**** Stored rows

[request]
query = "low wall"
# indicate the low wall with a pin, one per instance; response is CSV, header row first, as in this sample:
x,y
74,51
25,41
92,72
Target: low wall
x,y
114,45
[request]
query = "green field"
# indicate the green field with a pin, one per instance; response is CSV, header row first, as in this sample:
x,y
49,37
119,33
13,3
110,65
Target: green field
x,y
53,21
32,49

********
**** Stored rows

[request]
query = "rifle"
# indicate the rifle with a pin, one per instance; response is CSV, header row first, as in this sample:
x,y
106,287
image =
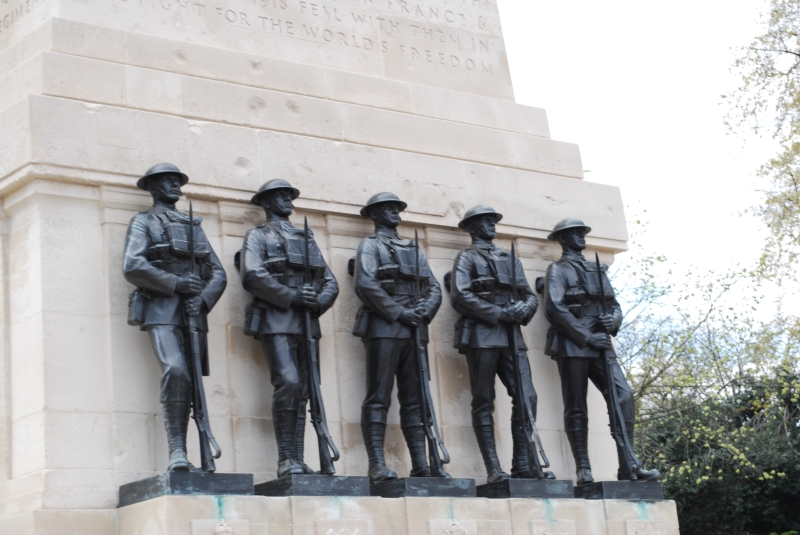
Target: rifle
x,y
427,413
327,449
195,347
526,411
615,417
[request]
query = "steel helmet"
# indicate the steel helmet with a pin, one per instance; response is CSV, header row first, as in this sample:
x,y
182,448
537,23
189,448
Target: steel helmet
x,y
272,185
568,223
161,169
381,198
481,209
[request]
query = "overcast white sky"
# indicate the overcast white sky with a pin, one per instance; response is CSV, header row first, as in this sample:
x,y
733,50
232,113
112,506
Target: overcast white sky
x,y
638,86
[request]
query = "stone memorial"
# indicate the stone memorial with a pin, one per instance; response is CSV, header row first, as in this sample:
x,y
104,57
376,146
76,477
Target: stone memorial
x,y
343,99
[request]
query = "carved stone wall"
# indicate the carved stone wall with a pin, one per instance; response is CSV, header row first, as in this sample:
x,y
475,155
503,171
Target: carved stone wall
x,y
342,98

********

Written exercise: Please return every line of the records above that contains the word "header".

Answer:
# indicate the low wall with a pin, one per instance; response is CSV, header row first, as in this sample:
# indicate the green field with a pin, one per instance; response is CSV, header row first, as in this sample:
# indicate the rifle with a pin, one per instance; response is CSV, header row first, as in this sample:
# indicate the steel helmet with a pin, one per instance; response is CSV, header row first, as in this sample:
# indicate the overcast white sky with a pin, one per instance; response is CSV, header row first, as in this sample:
# indicate the stone memorial with a pin, one per instance; response is CSV, header row first, as in this sample:
# indicate the carved stone wall with a pin, one per instance; response is CSV, header row first, as in this sample:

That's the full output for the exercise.